* **Exercise**
For each line in the data below, write an exact copy.

== Records to process ==

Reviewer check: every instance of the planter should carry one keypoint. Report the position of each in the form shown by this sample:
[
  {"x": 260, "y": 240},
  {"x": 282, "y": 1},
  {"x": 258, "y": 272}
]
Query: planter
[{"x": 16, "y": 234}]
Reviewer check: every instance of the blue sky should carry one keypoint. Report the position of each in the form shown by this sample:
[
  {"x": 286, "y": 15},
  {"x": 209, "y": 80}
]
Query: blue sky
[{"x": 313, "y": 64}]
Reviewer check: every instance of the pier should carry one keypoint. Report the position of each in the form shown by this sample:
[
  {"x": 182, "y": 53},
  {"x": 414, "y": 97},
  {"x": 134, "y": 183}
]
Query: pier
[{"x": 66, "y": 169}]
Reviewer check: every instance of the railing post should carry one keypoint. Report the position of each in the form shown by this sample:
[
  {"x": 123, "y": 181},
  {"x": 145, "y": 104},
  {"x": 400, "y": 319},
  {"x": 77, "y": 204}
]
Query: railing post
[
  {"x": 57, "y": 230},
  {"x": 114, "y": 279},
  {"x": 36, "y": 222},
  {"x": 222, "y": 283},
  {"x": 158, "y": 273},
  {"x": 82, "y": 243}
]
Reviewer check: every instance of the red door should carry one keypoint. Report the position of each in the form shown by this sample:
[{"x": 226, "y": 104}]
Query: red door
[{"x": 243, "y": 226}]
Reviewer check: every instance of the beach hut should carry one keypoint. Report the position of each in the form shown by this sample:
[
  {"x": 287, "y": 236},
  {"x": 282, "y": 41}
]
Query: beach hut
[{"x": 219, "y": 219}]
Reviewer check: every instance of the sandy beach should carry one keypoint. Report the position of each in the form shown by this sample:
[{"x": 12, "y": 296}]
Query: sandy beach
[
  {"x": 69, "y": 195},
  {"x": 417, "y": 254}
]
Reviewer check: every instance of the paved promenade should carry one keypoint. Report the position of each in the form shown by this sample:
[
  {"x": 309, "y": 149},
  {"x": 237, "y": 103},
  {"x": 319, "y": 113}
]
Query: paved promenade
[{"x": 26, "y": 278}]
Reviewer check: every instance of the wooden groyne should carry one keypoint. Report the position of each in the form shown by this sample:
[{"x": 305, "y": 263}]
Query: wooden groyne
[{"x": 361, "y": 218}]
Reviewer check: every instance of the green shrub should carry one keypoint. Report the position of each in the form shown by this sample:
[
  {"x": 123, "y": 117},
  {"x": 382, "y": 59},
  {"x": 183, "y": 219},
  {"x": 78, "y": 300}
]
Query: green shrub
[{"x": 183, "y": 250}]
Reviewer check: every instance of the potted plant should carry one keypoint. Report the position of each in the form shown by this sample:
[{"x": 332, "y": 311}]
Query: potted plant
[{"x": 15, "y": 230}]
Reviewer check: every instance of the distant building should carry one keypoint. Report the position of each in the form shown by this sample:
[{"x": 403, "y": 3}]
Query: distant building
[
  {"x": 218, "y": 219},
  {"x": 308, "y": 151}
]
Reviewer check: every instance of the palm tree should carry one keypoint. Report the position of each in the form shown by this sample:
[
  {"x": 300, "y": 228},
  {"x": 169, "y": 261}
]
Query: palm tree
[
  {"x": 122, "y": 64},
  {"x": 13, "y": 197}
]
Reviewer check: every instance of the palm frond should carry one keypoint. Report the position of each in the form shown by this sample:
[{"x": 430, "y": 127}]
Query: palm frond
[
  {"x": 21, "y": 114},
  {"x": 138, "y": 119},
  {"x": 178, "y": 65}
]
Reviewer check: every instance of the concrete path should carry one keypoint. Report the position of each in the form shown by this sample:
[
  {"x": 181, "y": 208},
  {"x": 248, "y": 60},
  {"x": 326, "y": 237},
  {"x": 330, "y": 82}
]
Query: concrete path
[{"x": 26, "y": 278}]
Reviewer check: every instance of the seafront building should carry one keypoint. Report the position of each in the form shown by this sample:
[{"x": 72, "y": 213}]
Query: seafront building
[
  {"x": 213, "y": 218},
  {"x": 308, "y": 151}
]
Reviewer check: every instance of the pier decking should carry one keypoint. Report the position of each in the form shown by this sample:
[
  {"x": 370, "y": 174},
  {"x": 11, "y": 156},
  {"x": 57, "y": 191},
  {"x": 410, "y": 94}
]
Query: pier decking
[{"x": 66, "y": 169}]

===

* **Your solution**
Reviewer check: every instance of the planter should carry one keypoint. Report the position of each in the form shown by this sample:
[
  {"x": 260, "y": 240},
  {"x": 282, "y": 1},
  {"x": 258, "y": 272}
]
Query: planter
[{"x": 16, "y": 234}]
Reviewer check: every instance of the blue sky should carry one keypoint. Report the position of each in the form shown by this sample:
[
  {"x": 286, "y": 15},
  {"x": 209, "y": 80}
]
Query: blue sky
[{"x": 313, "y": 64}]
Reviewer check: every instance of the pier should carry one keypoint. Report the position of each in the form shown by this sample:
[
  {"x": 182, "y": 53},
  {"x": 414, "y": 97},
  {"x": 134, "y": 183}
]
Query: pier
[{"x": 66, "y": 169}]
Reviewer check: every instance of the railing post should carry one keypoint. Report the position of each in the form shown by this sample:
[
  {"x": 123, "y": 181},
  {"x": 145, "y": 104},
  {"x": 400, "y": 319},
  {"x": 77, "y": 204}
]
Query: railing post
[
  {"x": 57, "y": 230},
  {"x": 114, "y": 279},
  {"x": 36, "y": 222},
  {"x": 222, "y": 283},
  {"x": 158, "y": 273},
  {"x": 82, "y": 243}
]
Reviewer check: every instance of the red door should carry one keypoint. Report the position of each in the form shown by this sample:
[{"x": 226, "y": 104}]
Query: red door
[{"x": 243, "y": 226}]
Reviewer check: every instance of the beach hut should carry one keypoint. Report the position of each in the form shown by this sample:
[
  {"x": 287, "y": 236},
  {"x": 282, "y": 41}
]
Query: beach hut
[{"x": 219, "y": 219}]
Reviewer check: every instance of the sandy beach should carry one keypoint. Report the position of each in the form shown by this sample:
[{"x": 12, "y": 296}]
Query: sandy beach
[
  {"x": 69, "y": 195},
  {"x": 417, "y": 254}
]
Reviewer check: every instance of the paved promenade should carry one keypoint. Report the position of each in the form shown by this sample:
[
  {"x": 309, "y": 149},
  {"x": 237, "y": 103},
  {"x": 319, "y": 113}
]
Query: paved promenade
[{"x": 26, "y": 278}]
Reviewer check: every instance of the wooden groyne should carry one keypoint. Report the position of each in the form shown by this sample:
[{"x": 305, "y": 263}]
Query: wooden groyne
[{"x": 361, "y": 218}]
Reviewer check: every instance of the green shrub should carry one keypoint. Report the position of each in the form shown by this sample:
[
  {"x": 123, "y": 117},
  {"x": 382, "y": 59},
  {"x": 183, "y": 219},
  {"x": 78, "y": 300}
]
Query: green shrub
[{"x": 183, "y": 250}]
Reviewer check: every instance of the potted plant should carry one keypoint. Report the position of each in the form shown by this sample:
[{"x": 332, "y": 311}]
Query: potted plant
[{"x": 15, "y": 230}]
Reviewer check: every instance of the distant building should carry one keypoint. Report the position of each in the form shown by this sample:
[{"x": 403, "y": 3}]
Query: distant building
[
  {"x": 218, "y": 219},
  {"x": 308, "y": 151}
]
Reviewer check: every instance of the palm tree should carry one keypoint. Report the position of each in the form shown by this sample:
[
  {"x": 300, "y": 228},
  {"x": 169, "y": 261}
]
Query: palm tree
[
  {"x": 122, "y": 64},
  {"x": 13, "y": 197}
]
Reviewer check: every instance of the palm frond should carry one keypoint. Report the position of each in the form shown by this sample:
[{"x": 430, "y": 127}]
Query: palm frond
[
  {"x": 21, "y": 114},
  {"x": 138, "y": 119},
  {"x": 178, "y": 65}
]
Reviewer check: every instance of the concrete path should carry one keypoint. Report the position of each in the form shown by this sample:
[
  {"x": 181, "y": 208},
  {"x": 248, "y": 60},
  {"x": 326, "y": 237},
  {"x": 330, "y": 82}
]
Query: concrete path
[{"x": 26, "y": 278}]
Reviewer check: every instance of the seafront building should carry one keypoint. Report the position of each in the form shown by this sample:
[{"x": 72, "y": 213}]
Query: seafront building
[
  {"x": 213, "y": 218},
  {"x": 308, "y": 151}
]
Reviewer check: every instance of the pier decking should carry one keypoint. Report the position of each in the form shown by this sample:
[
  {"x": 370, "y": 174},
  {"x": 11, "y": 156},
  {"x": 57, "y": 191},
  {"x": 410, "y": 94}
]
Query: pier decking
[{"x": 66, "y": 169}]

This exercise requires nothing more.